STUDY TEXT =
-----

About Our Foundation

Upshift Foundation is dedicated to advancing digital skills and contributing to open-source projects for the benefit of society. We support research, development, and collaboration across various domains. Our current focus is on Polytechnic colleges and open source code contribution to AI research.

Our Projects & Initiatives

Educational Outreach

Open Source Contributions

AI Profiler

Performance profiling tools for AI workloads.

LLM in Verilog

Hardware description language implementation of LLMs.

FY2025 Conference Impact Reports

Detailed technical notes from foundation-sponsored conference attendances.

PyTorch Conference 2025
Author: Ajay Anubolu Date: 10/23/2025 Location: San Francisco, CA
Note: This report focuses on Distributed RL infrastructure, High-Performance Computing (HPC) optimization, and the emergence of "Agentic AI" as a primary system workload.

Overview

PyTorch Conference 2025 convened over 3,400 developers with a clear message: the industry is pivoting from "Model Architecture" to "System Architecture." The event highlighted that training reasoning models (like DeepSeek-R1) and deploying goal-directed agents requires a fundamental rethink of infrastructure. This year saw the introduction of dedicated "Agentic" tracks and the co-located Open Agent Summit, signaling that static prompt-response loops are being replaced by dynamic, multi-step agent workflows.

Major announcements reinforced this, including torchforge (for agentic development) and torchtitan (for scaling large MoE models), alongside a broader push to treat the entire datacenter—not just the GPU—as the unit of compute.

Detailed Session Notes

1. Verl: A Flexible & Efficient RL Framework (ByteDance)

This session introduced Verl, a hybrid framework designed to tackle the massive distributed computing workload required for Large Scale RLHF.

  • The Complexity Challenge: Modern RLHF involves coordinating four distinct models simultaneously: Policy, Reward, Reference, and Value models. This creates a massive distributed system challenge that standard trainers cannot handle efficiently.
  • Hybrid-Controller Architecture: Verl solves this with a dual approach:
    • MPMD (Multiple Program Multiple Data): Used for flexibility, allowing developers to prototype diverse algorithms (PPO, GRPO) with core logic in just a few lines of Python.
    • SPMD (Single Program Multiple Data): Used for efficiency, enabling scaling to thousands of GPUs.
  • 3D-HybridEngine & Async Rollout: To maximize throughput, Verl uses a "3D-HybridEngine" to eliminate memory redundancy and an Async Rollout mechanism. This decouples generation from training, preventing GPUs from idling while waiting for text generation—a critical optimization for reasoning models.
  • Agentic RL: A key update is support for "Agentic" workflows. The Policy LLM now generates not just text, but context and executable code, requiring a feedback loop that validates code execution results.

-----

PROVIDED DATA =
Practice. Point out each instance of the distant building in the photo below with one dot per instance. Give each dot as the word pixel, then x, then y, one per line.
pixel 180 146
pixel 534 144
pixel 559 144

-----

EXERCISE INSTRUCTIONS =
A – Using the Upshift Foundation page, answer each question on its own line:
(i) What is the foundation's current focus?
(ii) How many developers did PyTorch Conference 2025 convene?
(iii) Which four models does modern RLHF coordinate simultaneously?
B – Copy the Upshift Foundation page word for word from "1. Verl: A Flexible" to "lines of Python.".
The lines have no connection to the Upshift Foundation page.

RESPONSES IN ORDER =
A –
(i) Polytechnic colleges and open source code contribution to AI research
(ii) Over 3,400
(iii) Policy, Reward, Reference, and Value models

B –
1. Verl: A Flexible & Efficient RL Framework (ByteDance)

This session introduced Verl, a hybrid framework designed to tackle the massive distributed computing workload required for Large Scale RLHF.

  • The Complexity Challenge: Modern RLHF involves coordinating four distinct models simultaneously: Policy, Reward, Reference, and Value models. This creates a massive distributed system challenge that standard trainers cannot handle efficiently.
  • Hybrid-Controller Architecture: Verl solves this with a dual approach:
    • MPMD (Multiple Program Multiple Data): Used for flexibility, allowing developers to prototype diverse algorithms (PPO, GRPO) with core logic in just a few lines of Python.